▶ 情報の活用
1. ネットデイに関する抜粋によると、ネットデイはここ数年、どこで広まりつつある活動ですか。
2. ネットデイに関する抜粋のうち、「さて、ではこのようなネットデ」で始まり「者を望むのはなかなか難しい。」で終わる部分を、「パソコン」を「コンピューター」に書き換えて示してください。

▶ 抜粋

ネットデイは、ここ数年、アメリカで広まりつつある教育普及活動の1つで、設備や機材はもとより、予算も人手もない学校で、ネットワーク環境を整え実践したいという学校側の希望をかなえようというイベントだ。後で触れるが、ネットデイへの参加者もさまざまな立場の人々に及ぶ。だが、日本ではまだまだネットデイは「日常の姿」にはなっていない。
誰がやるのか?
さて、ではこのようなネットデイは誰が参加する可能性(あくまでも可能性だが)があるのだろうか?
ちょっと下に整理してみた。
1)業者
学校に出入りするパソコン納入業者等が関わってくれると話は早い。何か後でうまく接続しない等のトラブルがあっても、電話1本で来てもらえるからだ。しかし、この場合のネックは予算だ。こういうところに学校予算をつぎ込めるかどうかという問題がのしかかってくる。ましてや、こういうことにボランティアで参加してくれる業者を望むのはなかなか難しい。
2)教育委員会、教育センター
本来であれば、教育委員会、教育センターの手を借りる方法は一番「まっとうな」選択肢なのかもしれない。しかし、今のところ、現状の接続環境しか認めていなかったり、例えそうでなくても、人手をそこまでさけない教育委員会、教育センターがほとんどだろう。
もっと本来であれば、予算をつけてネットデイなどやらずに済むのが筋なのだ。しかし、文部科学省が教育の情報化を言い始めてから、校内のパソコンをネットワークで結んであるものを更新機器導入で実施している市町村もあるが、まだ多くはないのが現状だ。
3)地域のボランティア
もしかすると、予算と人手の問題を一気にクリアーできるかもしれないのが、この方法だ。しかし、一般的には、いきなり学校関係者以外の人間が校内にずかずか入り込むことに抵抗のある学校や教師が多い。まだまだ日本の学校は閉鎖的なのだ。学校五日制や総合的な学習のスタートがここを切り崩してくれるのを期待してやまないのだが。

▶ 提示エントリ
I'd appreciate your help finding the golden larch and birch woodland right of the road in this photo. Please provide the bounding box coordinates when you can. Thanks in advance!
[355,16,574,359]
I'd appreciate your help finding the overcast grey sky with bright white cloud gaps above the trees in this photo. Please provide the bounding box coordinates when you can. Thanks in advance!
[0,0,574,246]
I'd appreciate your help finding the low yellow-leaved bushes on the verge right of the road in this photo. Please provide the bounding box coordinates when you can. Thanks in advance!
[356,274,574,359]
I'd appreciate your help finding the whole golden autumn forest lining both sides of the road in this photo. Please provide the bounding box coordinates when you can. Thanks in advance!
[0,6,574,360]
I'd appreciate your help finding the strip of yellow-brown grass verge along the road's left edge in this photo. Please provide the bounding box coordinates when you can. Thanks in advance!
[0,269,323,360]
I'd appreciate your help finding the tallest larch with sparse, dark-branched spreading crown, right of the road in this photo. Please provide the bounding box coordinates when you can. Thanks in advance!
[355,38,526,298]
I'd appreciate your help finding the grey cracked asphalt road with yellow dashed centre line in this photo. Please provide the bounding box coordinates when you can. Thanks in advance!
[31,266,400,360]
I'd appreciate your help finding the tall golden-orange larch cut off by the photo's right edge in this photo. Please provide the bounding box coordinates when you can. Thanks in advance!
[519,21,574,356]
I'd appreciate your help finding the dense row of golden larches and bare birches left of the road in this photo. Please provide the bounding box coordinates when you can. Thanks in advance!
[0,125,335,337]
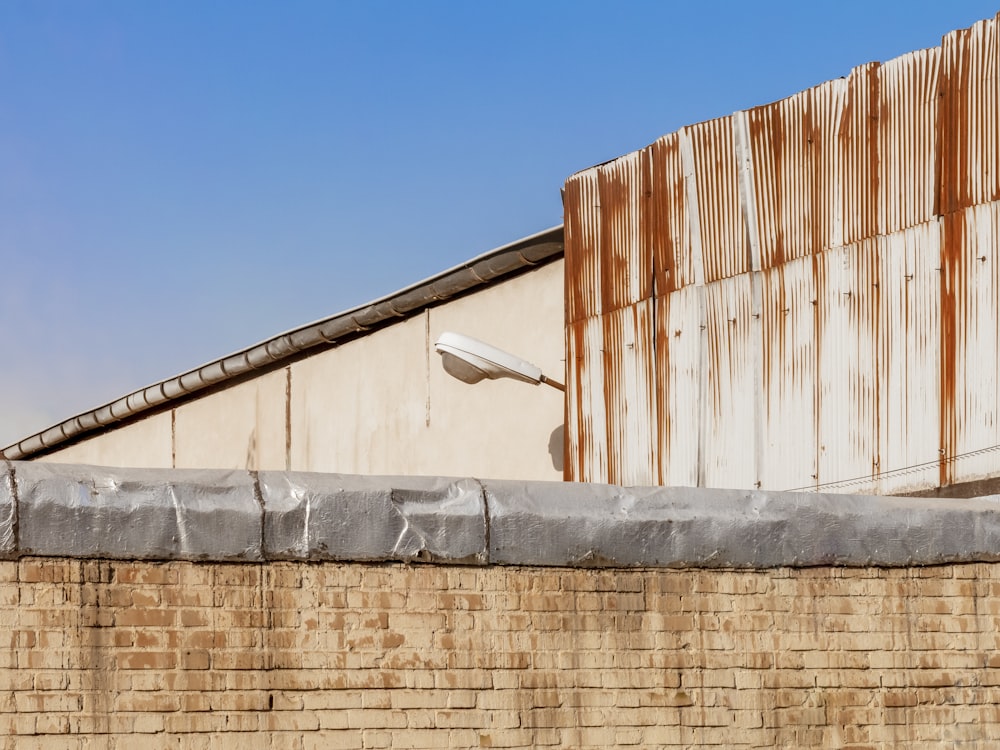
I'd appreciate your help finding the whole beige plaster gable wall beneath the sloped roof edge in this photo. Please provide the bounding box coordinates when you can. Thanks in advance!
[40,260,565,480]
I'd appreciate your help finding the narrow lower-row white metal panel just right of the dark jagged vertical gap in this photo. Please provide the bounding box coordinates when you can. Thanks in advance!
[656,286,704,487]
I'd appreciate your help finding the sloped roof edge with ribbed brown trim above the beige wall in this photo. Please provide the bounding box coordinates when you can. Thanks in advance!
[0,225,563,460]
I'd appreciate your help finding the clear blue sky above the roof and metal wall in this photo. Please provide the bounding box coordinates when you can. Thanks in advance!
[0,0,998,447]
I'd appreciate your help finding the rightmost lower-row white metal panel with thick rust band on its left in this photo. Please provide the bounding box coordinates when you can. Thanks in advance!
[940,203,1000,483]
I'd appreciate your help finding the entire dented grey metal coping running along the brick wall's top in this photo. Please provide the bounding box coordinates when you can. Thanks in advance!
[0,462,1000,568]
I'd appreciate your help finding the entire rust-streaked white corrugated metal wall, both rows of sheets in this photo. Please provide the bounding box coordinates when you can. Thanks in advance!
[564,15,1000,494]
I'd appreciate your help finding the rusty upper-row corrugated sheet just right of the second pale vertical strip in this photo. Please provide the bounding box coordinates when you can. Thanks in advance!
[746,80,846,268]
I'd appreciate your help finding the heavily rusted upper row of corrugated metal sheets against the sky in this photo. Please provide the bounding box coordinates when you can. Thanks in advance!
[566,19,988,282]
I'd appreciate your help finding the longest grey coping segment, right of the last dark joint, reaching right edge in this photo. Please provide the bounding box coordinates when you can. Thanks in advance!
[486,482,1000,568]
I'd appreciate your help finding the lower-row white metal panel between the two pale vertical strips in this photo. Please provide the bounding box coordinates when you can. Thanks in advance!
[703,274,757,487]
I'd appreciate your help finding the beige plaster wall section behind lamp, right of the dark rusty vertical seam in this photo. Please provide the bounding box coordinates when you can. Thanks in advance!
[289,261,564,479]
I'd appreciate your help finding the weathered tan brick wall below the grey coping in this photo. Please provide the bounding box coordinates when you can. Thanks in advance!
[0,558,1000,750]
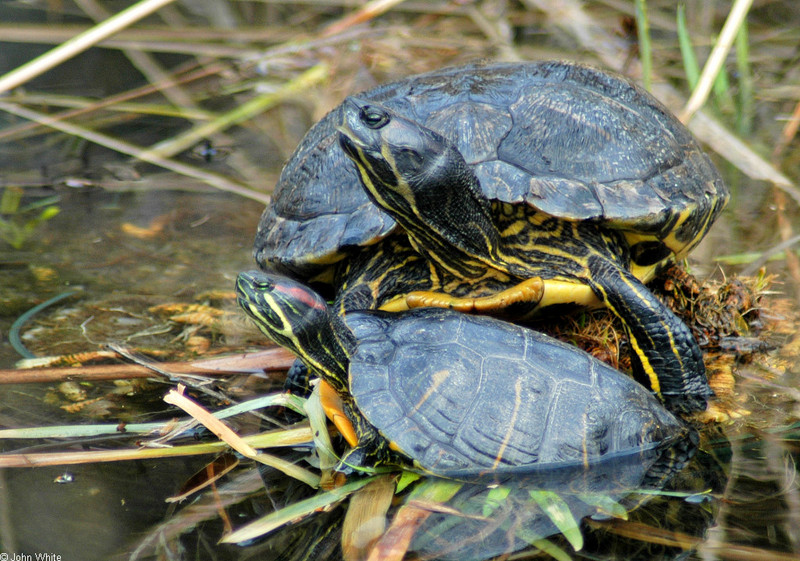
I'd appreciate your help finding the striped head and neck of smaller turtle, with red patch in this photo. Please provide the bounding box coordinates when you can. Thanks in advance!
[236,271,348,390]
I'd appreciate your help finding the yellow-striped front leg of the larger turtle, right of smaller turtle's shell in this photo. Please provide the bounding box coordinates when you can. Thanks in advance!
[585,255,713,413]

▶ 課題の解答
1. アメリカです。

2.
さて、ではこのようなネットデイは誰が参加する可能性(あくまでも可能性だが)があるのだろうか?
ちょっと下に整理してみた。
1)業者
学校に出入りするコンピューター納入業者等が関わってくれると話は早い。何か後でうまく接続しない等のトラブルがあっても、電話1本で来てもらえるからだ。しかし、この場合のネックは予算だ。こういうところに学校予算をつぎ込めるかどうかという問題がのしかかってくる。ましてや、こういうことにボランティアで参加してくれる業者を望むのはなかなか難しい。